Pull out each line in the records below that contains the string "every". Treat uppercase and lowercase as different.

╭──

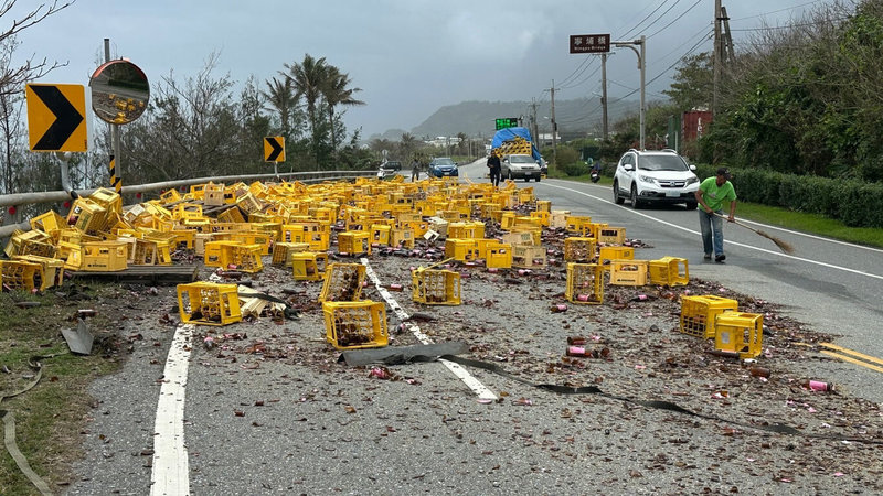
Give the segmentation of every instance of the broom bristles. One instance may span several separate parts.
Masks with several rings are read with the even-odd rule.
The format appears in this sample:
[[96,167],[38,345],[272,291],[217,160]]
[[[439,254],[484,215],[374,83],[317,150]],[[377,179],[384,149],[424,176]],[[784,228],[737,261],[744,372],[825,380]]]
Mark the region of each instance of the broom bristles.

╰──
╭──

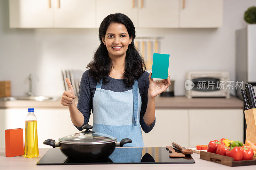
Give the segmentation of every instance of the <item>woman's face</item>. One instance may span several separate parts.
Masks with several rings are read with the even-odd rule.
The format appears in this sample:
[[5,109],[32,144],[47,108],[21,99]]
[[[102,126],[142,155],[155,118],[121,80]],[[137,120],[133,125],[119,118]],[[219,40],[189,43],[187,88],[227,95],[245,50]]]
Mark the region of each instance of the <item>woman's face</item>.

╰──
╭──

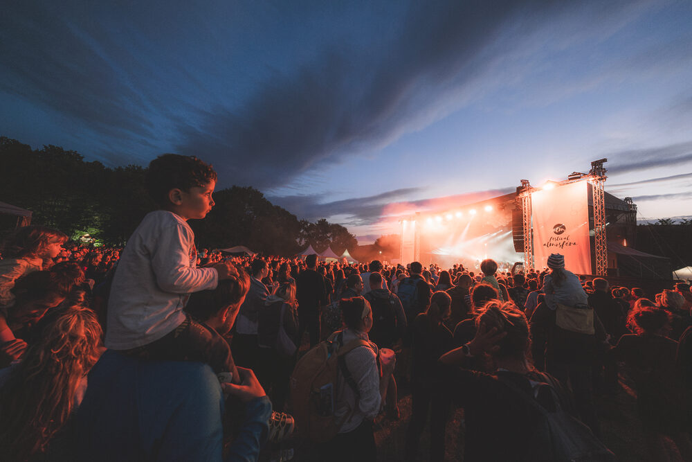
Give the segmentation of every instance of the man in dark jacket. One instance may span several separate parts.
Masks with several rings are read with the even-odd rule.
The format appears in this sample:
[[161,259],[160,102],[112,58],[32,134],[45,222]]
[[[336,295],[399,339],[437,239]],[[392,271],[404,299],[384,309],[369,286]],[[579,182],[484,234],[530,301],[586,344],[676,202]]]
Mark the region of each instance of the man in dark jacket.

╰──

WRITTEN RESPONSE:
Give the segmentation of every instance of the broom bristles. One instance may span several separate parts.
Give the segmentation of every instance of the <item>woman's face</item>. One instance may span several separate parts.
Give the segmentation of every instance of the man in dark jacket. One instance may span several separate parts.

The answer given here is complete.